TASKS AND EXERCISES:
1. Reproduce the passage of the interview about luggage questions from "You promote your" up to and including "questions you hear?".
2. Continue the interview about luggage questions, starting right after its last line.

BEGIN DOCUMENT PASSAGE

You promote your Web site as “designed to provide answers to virtually any luggage question.” Are there a lot of luggage questions out there? If so, what are some of the questions you hear?
Luggage isn’t as simple as most people think, nor is the information always easy to find. In many cases, airline luggage policies differ ever so slightly especially with regards to the new checked bag fees and what you thought you knew ends up costing you at the check-in desk. During the time I’ve been building my site, many luggage questions have come ranging from obvious to completely bizarre. Some are fairly simple questions to most frequent flyers; some, however, are highly specific such as taking portable oxygen concentrators on flights or requiring needles in a carry-on to inject prescription medication. Most recently, someone asked me if he could take his Thanksgiving leftovers with him in a carry-on bag.
Did the idea for this site come from your background as an algebra teacher or as a traveler?

END DOCUMENT PASSAGE
BEGIN ENTRIES PROVIDED

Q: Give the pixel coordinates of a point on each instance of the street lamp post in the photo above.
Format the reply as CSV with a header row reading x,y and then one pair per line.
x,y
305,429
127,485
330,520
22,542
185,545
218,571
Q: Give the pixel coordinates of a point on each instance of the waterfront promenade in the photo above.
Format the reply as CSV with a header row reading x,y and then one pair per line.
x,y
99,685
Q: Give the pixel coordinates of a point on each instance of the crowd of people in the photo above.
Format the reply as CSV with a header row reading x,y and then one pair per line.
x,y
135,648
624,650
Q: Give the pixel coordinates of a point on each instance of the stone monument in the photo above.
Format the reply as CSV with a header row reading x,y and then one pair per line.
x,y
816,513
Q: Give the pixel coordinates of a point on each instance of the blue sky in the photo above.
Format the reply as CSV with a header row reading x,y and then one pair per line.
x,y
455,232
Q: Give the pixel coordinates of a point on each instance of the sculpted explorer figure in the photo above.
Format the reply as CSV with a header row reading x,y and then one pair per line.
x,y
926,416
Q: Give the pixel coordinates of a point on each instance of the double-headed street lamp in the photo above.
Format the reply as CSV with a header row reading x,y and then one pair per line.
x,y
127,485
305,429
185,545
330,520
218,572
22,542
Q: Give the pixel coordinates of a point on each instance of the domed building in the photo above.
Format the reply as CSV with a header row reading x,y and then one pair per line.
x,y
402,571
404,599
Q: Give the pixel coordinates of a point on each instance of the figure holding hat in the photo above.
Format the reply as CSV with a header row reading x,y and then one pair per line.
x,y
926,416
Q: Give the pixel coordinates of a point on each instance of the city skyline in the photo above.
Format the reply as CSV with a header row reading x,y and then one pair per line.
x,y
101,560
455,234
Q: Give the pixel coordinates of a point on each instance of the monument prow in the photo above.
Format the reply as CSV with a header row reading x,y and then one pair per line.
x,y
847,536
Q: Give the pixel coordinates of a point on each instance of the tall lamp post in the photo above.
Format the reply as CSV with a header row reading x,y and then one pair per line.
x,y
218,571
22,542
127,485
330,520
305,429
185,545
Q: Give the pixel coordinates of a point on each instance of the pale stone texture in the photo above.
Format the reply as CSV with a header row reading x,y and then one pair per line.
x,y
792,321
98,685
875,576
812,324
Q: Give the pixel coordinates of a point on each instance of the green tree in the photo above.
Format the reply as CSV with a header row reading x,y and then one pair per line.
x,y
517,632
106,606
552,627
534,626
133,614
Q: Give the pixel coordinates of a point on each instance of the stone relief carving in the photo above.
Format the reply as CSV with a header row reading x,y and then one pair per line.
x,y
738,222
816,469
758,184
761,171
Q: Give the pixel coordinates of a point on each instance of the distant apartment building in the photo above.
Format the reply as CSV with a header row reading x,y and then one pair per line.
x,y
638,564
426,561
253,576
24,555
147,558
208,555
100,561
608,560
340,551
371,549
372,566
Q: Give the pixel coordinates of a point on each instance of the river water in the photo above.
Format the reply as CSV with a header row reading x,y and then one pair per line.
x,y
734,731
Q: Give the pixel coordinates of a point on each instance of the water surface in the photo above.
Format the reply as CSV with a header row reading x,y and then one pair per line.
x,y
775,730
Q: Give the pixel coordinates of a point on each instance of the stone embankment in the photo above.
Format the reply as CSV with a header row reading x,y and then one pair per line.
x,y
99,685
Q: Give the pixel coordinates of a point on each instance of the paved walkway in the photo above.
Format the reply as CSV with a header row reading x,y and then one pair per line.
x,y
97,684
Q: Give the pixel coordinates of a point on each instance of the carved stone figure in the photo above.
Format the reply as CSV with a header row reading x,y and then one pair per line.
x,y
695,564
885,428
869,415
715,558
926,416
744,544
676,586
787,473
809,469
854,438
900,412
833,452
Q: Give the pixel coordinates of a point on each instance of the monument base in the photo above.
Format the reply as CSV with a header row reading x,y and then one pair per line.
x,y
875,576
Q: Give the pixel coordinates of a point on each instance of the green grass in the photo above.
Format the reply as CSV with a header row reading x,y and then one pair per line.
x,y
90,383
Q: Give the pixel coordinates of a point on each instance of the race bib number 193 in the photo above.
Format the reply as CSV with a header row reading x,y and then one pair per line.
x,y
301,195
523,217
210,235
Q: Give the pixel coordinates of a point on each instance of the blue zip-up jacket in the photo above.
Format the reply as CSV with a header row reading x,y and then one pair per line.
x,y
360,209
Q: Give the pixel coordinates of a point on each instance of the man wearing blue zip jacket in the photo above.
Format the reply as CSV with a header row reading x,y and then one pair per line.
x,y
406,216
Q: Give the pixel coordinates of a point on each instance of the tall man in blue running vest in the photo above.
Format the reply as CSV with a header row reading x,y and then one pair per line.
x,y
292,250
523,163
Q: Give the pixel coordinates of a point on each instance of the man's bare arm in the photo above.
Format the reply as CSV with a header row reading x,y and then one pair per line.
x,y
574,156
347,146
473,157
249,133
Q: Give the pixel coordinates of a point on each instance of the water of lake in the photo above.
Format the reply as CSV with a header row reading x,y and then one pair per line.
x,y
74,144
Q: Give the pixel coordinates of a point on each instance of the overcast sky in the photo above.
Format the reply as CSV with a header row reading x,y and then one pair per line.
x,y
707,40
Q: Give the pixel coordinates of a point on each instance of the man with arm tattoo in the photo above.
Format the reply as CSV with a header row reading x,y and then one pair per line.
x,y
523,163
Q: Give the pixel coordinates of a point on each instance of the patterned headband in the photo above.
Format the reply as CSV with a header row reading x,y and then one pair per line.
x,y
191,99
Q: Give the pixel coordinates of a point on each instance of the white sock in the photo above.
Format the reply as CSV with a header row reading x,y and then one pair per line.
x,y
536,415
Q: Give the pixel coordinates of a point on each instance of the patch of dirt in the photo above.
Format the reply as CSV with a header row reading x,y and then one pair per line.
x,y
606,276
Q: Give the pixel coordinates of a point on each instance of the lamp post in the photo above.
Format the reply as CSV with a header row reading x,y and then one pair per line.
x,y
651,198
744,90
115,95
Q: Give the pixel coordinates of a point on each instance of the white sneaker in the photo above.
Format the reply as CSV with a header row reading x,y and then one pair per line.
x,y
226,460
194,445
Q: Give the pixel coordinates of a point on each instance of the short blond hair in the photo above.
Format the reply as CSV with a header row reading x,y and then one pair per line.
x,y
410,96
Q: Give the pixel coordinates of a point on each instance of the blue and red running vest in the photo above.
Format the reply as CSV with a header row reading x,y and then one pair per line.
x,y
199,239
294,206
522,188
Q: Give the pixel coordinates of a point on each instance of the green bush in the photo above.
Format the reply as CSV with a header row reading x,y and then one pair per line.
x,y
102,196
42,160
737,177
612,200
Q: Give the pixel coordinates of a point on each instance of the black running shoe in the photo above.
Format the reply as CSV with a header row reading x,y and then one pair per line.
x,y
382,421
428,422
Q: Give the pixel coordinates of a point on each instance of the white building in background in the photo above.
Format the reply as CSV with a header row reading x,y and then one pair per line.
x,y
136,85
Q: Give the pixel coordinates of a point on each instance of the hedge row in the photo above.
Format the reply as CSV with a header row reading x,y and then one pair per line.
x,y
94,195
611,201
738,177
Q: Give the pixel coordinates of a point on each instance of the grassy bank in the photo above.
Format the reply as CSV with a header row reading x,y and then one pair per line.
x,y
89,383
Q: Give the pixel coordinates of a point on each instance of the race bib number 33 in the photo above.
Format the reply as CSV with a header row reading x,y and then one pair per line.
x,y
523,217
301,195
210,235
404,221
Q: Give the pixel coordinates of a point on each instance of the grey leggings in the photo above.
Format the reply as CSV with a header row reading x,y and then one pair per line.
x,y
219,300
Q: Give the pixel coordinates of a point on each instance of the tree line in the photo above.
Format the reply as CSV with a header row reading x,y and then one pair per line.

END ENTRIES PROVIDED

OUTPUTS BY TASK:
1.
You promote your Web site as “designed to provide answers to virtually any luggage question.” Are there a lot of luggage questions out there? If so, what are some of the questions you hear?

2.
My personal experiences as a traveler convinced me that my Web site could offer a valuable service. I’ve lived in England, Australia and now in the United States over the last 10 years, so I’ve done my fair share of relocating. During this time, I’ve been caught out a few times by airlines and their ever changing policies including a very memorable incident in which I’d said goodbye to some of my friends at an Australian airport, only to chase them to the parking lot to ask for help as I’d unknowingly exceeded the baggage limit.
You mention that students’ luggage at the boarding school where you teach highlighted a gap in the industry. The kids regularly needed to fly with sports or music equipment or just had lots of heavy bags and would often incur a fortune in baggage charges and the stress of last-minute unpacking at the flight counter. How does your Web site help?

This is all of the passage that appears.